## Required tasks
**A)** In the passage on the chicken gene expression atlas, for how many days was chicken bone marrow cultured with chicken CSF1 to differentiate macrophages?
**B)** Print the stretch of the passage on the chicken gene expression atlas from "Macrophage cell culture" through "to manufacturer’s instructions.".

## Document text

+===+

The validity of the approach, and of the clusters generated, was established by comparing tissue- and function-specific clusters obtained by an alternate method of quantifying RNA expression levels, CAGE, using a public dataset of chicken embryo development. This showed that tissue-specific developmental gene expression can be detected using whole embryos (as we have previously shown for mouse [93]), and that the genes in the developmental stage clusters matched those found in the adult tissue atlas.

The clustering we have presented is based upon an arbitrary correlation threshold. For every gene of interest, it can be informative to identify its transcriptional companions. To this end, as we have done previously for human [2], pig [26], sheep [27] and mouse [28], we have made the current version of this atlas available as a searchable database using the gene annotation portal BioGPS [110] (http://www.biogps.org/chickenatlas), where one can utilise a simple “find correlated” function to identify genes with similar expression profiles. In turn, this resource allows a rapid comparative assessment of the expression of a gene of interest in mammals and birds and the extent to which functional information is likely to be transferable across species.

Conclusion

Expression profiles obtained from public RNA-seq datasets – despite being generated by different laboratories using different methodologies – can be made comparable to each other by randomly down-sampling to a common depth and then quantifying expression against a reference transcriptome. Using this method, we generated a comprehensive atlas of mRNA expression for the domestic chicken. The advantage of the aggregation method that we have applied is that it can be extended with new data from tissues and cell types we have not currently included. The larger the dataset, and the greater the transcriptional space sampled, the more stringent the correlations that will be generated and the more likely they are to produce new biological insights.

Methods

Animals

To obtain bone marrow-derived macrophages, nine chickens of approximately 8 weeks of age (3 female and 3 male Ross 308 broilers, and 3 female CSF1R-MacApple transgenic NOVOgen Brown layers) were euthanized by cervical dislocation and confirmed dead by decapitation. Likewise were euthanized 9 female and 14 male broiler chickens of an Aviagen pedigree line, each 5 weeks of age, to obtain the caecal tonsils. All animal work was conducted in accordance with guidelines of the Roslin Institute and the University of Edinburgh and carried out under the regulations of the Animals (Scientific Procedures) Act 1986 under Home Office project license PPL 60/4420. Approval was obtained from the Roslin Institute’s and the University of Edinburgh’s Protocols and Ethics Committees.

Macrophage cell culture and RNA isolation

Bone marrow-derived macrophage (BMDM) culture and challenge in vivo were performed as previously described [111]. Chicken bone marrow was cultured for 7 days with 350 ng/μl chicken CSF1 on Sterilin plastic to differentiate BMDMs. Adherent cells were then transferred to tissue culture plastic and cells plated at 80% confluence. BMDMs were challenged with the addition of LPS at 100 ng/ml to culture medium and then harvested after 0 (null condition), and 24 h. Cells were harvested in TRIzol^® (15,596,018; Thermo Fisher Scientific) and RNA extraction performed with the RNeasy Mini Kit (74,106; Qiagen Hilden, Germany) according to manufacturer’s instructions.

+===+

## Dataset entries
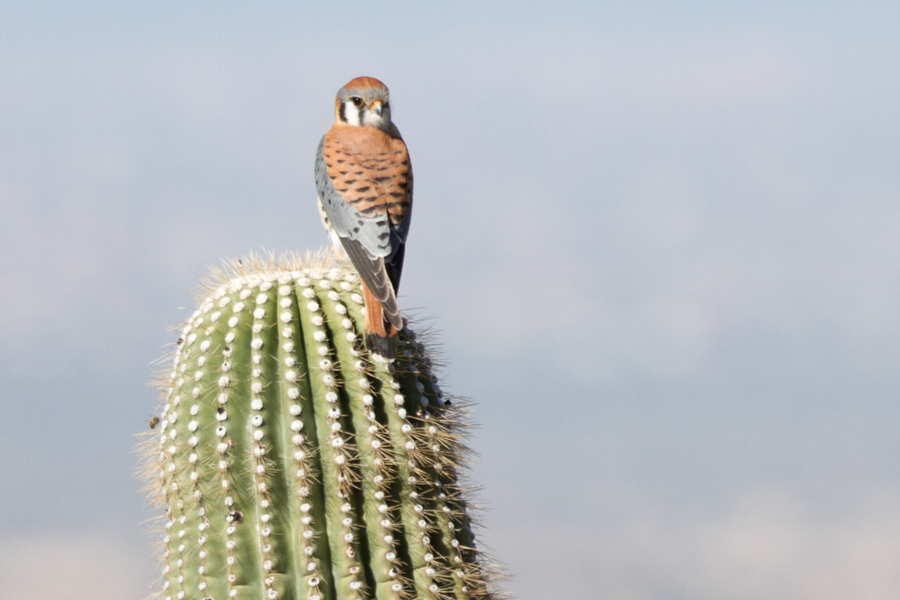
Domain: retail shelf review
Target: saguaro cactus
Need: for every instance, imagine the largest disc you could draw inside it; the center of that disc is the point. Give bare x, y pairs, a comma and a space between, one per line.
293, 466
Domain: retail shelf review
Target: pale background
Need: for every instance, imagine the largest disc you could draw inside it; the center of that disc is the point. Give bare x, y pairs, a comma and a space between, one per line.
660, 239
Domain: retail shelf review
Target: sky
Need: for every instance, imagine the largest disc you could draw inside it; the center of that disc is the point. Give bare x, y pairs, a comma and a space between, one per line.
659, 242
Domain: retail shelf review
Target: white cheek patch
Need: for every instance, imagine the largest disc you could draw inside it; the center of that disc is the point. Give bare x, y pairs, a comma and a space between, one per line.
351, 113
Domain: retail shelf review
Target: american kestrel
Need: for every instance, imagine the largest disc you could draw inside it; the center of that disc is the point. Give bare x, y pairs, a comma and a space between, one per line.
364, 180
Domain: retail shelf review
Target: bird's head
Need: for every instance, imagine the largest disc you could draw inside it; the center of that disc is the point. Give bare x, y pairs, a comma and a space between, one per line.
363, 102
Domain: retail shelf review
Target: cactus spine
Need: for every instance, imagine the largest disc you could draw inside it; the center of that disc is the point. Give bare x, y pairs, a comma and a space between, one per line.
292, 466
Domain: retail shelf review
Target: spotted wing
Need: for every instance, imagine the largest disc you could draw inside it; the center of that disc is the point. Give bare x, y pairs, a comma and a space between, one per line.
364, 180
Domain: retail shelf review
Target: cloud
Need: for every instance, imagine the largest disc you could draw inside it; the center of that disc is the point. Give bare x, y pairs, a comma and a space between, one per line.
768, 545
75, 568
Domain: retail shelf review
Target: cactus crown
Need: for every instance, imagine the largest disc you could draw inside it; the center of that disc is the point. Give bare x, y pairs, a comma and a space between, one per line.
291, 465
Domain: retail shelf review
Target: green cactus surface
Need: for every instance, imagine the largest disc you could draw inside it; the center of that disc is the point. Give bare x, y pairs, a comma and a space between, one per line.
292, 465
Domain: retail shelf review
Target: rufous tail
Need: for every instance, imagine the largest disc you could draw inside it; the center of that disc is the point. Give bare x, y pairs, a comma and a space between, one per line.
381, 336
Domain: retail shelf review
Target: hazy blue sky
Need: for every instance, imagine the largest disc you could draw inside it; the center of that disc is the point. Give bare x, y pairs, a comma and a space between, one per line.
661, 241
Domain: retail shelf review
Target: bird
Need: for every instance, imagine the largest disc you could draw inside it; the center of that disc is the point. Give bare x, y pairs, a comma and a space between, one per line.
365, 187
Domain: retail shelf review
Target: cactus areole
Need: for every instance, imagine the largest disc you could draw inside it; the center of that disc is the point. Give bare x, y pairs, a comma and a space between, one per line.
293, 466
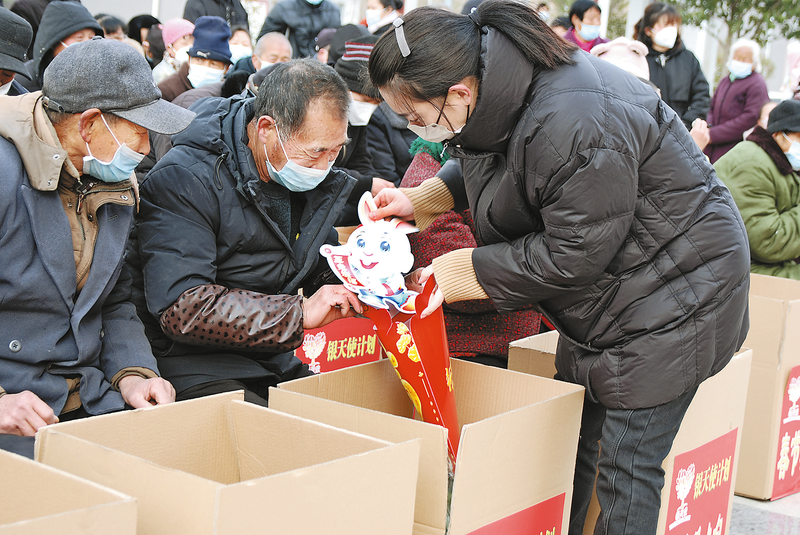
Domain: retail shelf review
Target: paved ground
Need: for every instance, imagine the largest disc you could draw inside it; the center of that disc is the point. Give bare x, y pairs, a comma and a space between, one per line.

+===+

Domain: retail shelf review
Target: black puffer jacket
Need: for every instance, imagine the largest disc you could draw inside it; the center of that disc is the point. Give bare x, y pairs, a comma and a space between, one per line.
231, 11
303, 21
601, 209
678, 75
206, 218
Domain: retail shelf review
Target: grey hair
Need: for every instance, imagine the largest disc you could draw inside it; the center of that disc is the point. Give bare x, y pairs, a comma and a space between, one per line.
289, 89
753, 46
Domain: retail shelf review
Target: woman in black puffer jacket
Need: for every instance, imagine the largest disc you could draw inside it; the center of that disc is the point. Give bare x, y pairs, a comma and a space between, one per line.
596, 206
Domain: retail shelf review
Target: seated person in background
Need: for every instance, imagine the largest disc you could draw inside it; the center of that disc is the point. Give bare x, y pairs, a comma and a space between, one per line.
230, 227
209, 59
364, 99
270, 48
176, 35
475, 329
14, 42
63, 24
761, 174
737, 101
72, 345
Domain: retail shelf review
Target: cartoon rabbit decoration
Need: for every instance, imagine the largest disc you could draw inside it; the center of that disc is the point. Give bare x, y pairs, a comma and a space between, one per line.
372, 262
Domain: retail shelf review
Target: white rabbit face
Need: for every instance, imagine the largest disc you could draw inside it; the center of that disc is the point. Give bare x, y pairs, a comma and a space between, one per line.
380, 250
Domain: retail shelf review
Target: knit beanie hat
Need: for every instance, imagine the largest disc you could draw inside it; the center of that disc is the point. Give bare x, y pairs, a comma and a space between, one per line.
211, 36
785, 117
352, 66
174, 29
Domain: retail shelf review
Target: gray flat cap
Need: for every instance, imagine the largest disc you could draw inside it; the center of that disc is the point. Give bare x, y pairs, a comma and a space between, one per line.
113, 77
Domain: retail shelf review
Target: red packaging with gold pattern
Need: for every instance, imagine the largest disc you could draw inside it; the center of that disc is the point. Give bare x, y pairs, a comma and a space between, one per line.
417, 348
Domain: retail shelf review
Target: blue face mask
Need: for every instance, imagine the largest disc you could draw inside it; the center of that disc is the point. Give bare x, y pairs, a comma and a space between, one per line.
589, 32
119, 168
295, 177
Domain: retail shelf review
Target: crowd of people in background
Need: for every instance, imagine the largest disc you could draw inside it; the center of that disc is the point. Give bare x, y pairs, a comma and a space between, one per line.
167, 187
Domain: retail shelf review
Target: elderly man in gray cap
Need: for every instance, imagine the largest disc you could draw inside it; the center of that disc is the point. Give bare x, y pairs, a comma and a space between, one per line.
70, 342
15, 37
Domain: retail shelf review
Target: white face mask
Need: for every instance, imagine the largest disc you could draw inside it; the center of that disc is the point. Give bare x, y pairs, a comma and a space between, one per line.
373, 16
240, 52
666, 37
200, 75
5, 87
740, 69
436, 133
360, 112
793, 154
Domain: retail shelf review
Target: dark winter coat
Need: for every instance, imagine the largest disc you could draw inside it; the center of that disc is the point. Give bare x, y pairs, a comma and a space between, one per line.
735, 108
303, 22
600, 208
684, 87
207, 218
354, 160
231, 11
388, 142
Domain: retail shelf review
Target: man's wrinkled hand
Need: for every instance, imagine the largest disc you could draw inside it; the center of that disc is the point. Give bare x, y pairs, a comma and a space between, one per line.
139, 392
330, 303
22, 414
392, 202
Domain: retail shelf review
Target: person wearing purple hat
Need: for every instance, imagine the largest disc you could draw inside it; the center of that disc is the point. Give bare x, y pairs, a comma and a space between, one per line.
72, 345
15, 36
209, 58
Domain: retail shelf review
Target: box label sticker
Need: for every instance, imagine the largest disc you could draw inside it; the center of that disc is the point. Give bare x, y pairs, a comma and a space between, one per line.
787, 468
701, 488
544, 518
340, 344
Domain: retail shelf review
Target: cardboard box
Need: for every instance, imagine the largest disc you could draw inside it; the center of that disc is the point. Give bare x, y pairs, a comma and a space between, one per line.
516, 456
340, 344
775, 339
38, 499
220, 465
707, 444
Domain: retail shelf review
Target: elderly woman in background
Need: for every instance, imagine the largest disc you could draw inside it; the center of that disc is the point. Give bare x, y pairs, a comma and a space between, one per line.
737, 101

+===+

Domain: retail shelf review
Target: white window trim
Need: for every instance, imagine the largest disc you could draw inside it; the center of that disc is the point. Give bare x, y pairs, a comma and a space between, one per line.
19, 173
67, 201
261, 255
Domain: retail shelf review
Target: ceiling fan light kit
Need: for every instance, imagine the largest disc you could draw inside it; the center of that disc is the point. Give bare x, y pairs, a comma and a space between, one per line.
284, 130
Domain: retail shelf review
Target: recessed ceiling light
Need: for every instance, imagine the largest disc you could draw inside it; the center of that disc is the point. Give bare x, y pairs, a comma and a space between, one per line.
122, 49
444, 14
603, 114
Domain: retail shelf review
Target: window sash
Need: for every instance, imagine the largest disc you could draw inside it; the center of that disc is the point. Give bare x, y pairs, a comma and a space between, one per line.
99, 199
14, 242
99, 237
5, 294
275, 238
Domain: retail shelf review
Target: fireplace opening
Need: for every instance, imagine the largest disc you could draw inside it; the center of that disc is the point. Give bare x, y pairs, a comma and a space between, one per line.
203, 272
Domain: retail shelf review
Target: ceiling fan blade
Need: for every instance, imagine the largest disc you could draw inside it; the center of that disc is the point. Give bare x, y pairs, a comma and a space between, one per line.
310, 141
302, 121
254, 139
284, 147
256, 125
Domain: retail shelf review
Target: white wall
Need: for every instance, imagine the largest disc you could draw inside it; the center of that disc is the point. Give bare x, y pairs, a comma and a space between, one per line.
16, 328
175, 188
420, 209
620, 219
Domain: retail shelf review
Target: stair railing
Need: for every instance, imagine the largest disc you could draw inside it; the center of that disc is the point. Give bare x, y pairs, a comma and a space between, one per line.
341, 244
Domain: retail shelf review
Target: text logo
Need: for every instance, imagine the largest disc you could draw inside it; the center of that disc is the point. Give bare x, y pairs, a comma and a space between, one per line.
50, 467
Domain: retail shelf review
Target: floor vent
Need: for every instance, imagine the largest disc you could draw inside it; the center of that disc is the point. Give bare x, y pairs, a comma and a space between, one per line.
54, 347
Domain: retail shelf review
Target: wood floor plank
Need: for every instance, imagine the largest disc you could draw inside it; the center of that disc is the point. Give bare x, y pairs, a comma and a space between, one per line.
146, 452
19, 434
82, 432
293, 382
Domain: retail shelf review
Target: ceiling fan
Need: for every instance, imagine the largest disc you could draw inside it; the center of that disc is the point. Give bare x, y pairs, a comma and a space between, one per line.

+===+

## Solutions to the exercise
**A)** 7 days

**B)**
Macrophage cell culture and RNA isolation

Bone marrow-derived macrophage (BMDM) culture and challenge in vivo were performed as previously described [111]. Chicken bone marrow was cultured for 7 days with 350 ng/μl chicken CSF1 on Sterilin plastic to differentiate BMDMs. Adherent cells were then transferred to tissue culture plastic and cells plated at 80% confluence. BMDMs were challenged with the addition of LPS at 100 ng/ml to culture medium and then harvested after 0 (null condition), and 24 h. Cells were harvested in TRIzol^® (15,596,018; Thermo Fisher Scientific) and RNA extraction performed with the RNeasy Mini Kit (74,106; Qiagen Hilden, Germany) according to manufacturer’s instructions.